(Einträge aus einem Zeigedatensatz)
================

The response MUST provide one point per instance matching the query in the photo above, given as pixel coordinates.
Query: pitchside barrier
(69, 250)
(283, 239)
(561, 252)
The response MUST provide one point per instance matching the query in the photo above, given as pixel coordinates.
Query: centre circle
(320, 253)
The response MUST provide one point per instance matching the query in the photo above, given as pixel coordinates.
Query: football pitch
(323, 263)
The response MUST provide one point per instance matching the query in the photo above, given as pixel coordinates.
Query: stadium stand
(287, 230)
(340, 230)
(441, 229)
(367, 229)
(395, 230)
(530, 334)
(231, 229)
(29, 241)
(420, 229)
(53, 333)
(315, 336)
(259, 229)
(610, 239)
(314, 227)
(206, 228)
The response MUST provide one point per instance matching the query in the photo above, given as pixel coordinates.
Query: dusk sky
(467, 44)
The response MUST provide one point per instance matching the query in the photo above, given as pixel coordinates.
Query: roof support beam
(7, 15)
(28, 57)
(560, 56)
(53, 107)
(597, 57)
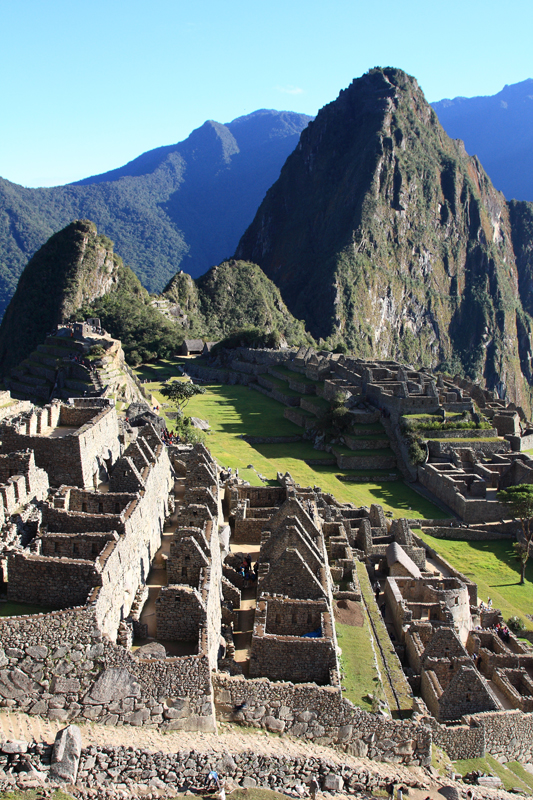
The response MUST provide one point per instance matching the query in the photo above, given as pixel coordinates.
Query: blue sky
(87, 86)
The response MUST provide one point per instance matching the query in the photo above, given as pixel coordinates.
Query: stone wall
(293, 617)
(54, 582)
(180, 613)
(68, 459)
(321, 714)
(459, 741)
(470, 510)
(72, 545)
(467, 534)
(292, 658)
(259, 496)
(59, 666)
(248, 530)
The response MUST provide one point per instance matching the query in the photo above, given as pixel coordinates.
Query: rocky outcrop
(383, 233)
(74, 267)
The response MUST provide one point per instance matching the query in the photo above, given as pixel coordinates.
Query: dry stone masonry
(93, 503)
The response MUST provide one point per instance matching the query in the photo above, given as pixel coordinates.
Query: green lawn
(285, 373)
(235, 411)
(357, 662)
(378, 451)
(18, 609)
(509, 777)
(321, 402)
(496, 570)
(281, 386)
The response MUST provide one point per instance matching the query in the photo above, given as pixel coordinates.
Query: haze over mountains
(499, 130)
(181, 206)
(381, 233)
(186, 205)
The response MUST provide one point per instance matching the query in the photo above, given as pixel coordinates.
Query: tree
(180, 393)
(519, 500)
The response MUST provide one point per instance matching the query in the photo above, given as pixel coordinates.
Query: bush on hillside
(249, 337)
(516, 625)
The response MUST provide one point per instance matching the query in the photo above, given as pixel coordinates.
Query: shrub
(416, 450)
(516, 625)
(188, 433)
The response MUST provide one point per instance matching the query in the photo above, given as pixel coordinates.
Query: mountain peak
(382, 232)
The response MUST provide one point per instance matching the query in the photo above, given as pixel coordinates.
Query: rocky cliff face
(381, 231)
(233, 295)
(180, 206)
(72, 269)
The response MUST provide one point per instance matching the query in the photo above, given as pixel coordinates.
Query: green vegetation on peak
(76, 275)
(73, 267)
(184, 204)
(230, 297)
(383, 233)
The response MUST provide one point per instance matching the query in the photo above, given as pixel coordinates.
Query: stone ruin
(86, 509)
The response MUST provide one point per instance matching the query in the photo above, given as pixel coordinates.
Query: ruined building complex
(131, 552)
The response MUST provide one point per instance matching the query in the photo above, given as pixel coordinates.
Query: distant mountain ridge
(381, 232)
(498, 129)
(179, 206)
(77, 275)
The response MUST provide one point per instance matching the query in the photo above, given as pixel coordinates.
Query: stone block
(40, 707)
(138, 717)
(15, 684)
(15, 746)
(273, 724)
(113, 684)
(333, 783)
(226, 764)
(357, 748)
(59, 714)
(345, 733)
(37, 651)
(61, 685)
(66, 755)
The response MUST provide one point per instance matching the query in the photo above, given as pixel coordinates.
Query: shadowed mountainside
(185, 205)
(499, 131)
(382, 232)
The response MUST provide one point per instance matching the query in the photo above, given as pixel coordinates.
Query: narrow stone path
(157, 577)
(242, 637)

================

■ DEINE AUFGABE: Zähle, in wie vielen Zeilen der Einträge die Zeichenfolge „peak“ vorkommt, und nenne nur die Zahl.

■ ANTWORT: 2